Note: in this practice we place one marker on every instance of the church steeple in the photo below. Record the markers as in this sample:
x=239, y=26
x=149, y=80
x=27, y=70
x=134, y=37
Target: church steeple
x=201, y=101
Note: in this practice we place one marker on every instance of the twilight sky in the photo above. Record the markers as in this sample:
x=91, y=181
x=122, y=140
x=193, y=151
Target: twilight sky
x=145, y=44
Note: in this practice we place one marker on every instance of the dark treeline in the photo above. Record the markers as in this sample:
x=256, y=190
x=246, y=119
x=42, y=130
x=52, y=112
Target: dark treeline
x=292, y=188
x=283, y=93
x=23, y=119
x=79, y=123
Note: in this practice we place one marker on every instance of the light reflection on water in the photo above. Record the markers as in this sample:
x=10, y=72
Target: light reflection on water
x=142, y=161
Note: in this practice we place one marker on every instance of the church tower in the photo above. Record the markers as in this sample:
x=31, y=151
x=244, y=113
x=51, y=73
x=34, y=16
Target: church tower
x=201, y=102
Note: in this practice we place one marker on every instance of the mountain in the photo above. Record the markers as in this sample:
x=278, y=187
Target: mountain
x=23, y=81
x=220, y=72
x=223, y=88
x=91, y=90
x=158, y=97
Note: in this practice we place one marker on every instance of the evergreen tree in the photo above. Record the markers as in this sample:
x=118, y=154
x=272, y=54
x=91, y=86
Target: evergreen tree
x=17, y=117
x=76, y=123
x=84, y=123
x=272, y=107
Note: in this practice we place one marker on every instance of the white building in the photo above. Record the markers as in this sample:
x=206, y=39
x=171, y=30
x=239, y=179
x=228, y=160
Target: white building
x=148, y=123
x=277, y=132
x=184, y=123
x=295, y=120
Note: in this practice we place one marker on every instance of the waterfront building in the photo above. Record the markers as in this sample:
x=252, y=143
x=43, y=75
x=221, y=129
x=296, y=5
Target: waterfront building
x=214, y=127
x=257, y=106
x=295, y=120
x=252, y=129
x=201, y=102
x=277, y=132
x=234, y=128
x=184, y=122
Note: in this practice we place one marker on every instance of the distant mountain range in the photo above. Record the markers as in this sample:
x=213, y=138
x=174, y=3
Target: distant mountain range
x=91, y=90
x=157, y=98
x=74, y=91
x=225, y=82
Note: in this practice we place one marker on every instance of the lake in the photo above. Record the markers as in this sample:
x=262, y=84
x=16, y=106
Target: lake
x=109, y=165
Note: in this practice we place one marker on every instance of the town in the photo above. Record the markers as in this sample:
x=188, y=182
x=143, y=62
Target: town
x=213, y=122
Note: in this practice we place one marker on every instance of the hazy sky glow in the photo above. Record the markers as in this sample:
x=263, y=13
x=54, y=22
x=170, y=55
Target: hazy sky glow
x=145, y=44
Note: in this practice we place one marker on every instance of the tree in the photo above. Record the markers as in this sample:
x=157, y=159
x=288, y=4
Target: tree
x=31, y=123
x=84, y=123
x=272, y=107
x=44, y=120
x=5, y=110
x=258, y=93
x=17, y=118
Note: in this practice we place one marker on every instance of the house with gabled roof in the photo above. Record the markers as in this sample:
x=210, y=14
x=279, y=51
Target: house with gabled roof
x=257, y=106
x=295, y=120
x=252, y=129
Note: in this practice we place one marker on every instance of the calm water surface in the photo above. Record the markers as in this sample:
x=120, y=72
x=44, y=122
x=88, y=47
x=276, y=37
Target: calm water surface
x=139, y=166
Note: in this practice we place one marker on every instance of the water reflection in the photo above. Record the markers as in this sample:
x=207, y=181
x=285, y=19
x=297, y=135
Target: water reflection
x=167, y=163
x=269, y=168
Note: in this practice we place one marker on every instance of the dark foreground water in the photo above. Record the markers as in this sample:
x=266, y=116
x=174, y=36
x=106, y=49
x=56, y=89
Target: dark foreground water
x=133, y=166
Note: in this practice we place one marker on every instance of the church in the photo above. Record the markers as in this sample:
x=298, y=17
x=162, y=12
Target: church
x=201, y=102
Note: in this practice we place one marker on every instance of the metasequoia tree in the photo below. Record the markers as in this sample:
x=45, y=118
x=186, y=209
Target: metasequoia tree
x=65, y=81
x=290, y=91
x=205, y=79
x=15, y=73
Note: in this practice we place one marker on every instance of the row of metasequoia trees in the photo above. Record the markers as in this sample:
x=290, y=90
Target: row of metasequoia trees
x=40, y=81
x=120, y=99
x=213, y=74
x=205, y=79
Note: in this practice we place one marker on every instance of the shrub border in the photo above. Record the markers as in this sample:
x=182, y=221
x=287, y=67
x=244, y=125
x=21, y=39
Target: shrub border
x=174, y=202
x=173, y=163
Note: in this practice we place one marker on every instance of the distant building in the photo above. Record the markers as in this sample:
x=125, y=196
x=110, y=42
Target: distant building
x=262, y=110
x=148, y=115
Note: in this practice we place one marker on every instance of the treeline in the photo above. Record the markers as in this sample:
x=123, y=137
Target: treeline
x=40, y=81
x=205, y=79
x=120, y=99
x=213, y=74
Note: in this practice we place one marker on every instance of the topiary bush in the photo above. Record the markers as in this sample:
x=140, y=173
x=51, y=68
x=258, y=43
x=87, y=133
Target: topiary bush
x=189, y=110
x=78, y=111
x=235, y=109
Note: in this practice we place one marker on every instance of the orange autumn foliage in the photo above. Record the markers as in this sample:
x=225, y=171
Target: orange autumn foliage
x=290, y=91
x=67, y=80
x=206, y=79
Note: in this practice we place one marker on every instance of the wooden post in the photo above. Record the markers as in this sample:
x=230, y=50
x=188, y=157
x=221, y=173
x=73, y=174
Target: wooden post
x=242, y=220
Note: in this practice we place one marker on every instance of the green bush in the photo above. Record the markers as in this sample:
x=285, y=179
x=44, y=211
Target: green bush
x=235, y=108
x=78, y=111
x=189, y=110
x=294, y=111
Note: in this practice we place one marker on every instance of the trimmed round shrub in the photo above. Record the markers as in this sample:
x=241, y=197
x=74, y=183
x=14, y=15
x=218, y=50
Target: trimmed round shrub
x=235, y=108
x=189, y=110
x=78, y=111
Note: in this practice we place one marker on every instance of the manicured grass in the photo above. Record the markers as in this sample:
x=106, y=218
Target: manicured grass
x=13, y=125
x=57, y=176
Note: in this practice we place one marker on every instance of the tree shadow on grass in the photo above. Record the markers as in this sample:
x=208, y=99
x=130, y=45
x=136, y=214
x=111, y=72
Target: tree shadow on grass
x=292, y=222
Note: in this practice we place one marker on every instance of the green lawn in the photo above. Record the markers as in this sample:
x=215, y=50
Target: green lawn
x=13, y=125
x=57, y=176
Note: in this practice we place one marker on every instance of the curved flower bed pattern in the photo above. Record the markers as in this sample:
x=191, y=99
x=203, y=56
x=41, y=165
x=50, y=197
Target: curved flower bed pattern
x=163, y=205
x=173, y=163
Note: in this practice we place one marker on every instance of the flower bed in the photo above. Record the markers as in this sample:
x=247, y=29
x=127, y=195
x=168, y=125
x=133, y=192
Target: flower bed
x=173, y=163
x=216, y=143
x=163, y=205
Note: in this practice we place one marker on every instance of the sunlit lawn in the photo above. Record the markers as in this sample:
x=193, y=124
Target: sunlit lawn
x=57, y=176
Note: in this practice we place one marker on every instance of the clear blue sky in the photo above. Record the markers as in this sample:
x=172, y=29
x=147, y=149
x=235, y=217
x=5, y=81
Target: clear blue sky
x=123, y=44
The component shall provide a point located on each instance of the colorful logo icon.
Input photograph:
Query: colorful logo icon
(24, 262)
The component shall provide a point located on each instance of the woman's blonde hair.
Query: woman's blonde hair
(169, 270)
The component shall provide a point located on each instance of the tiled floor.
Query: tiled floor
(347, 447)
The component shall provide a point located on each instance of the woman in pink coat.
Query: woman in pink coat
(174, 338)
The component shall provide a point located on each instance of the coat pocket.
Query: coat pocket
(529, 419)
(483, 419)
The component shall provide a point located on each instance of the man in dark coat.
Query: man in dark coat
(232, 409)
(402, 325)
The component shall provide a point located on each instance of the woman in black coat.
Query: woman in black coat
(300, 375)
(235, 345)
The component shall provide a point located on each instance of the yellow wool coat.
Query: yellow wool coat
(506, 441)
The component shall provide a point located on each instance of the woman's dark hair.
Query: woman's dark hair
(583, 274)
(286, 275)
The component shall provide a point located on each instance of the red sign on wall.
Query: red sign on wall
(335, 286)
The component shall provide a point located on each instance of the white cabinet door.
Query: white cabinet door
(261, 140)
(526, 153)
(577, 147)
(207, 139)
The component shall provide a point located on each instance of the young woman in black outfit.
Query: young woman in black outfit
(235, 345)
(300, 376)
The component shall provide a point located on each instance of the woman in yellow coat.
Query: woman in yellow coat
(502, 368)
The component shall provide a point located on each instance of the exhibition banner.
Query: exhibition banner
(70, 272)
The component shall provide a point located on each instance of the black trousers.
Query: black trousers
^^^^^^^^^^^^^^^^
Work to be completed: Each line between the start of the listing above and the line containing "x=278, y=187", with both ends counted, is to be set down unchanged.

Problem solution:
Note: in this practice we place one marker on every instance of the church steeple in the photo below. Record the markers as in this sample:
x=239, y=26
x=149, y=80
x=27, y=70
x=134, y=37
Target: church steeple
x=201, y=101
Note: in this practice we place one marker on every instance of the twilight sky in the photo above. Record the markers as in this sample:
x=91, y=181
x=122, y=140
x=193, y=151
Target: twilight sky
x=145, y=44
Note: in this practice we place one marker on every instance of the dark treeline in the photo above. Record the markers as in this sample:
x=256, y=190
x=246, y=119
x=42, y=130
x=52, y=112
Target: dark treeline
x=292, y=188
x=283, y=93
x=23, y=119
x=79, y=123
Note: in this practice we place one marker on every instance of the light reflection on water in the photo above. Record the markers as in this sample:
x=10, y=72
Target: light reflection on water
x=142, y=161
Note: in this practice we place one marker on every instance of the church tower in the photo above. Record the markers as in this sample:
x=31, y=151
x=244, y=113
x=51, y=73
x=34, y=16
Target: church tower
x=201, y=102
Note: in this practice we place one marker on every instance of the mountain in the photo above. Record the markers as in this sample:
x=278, y=187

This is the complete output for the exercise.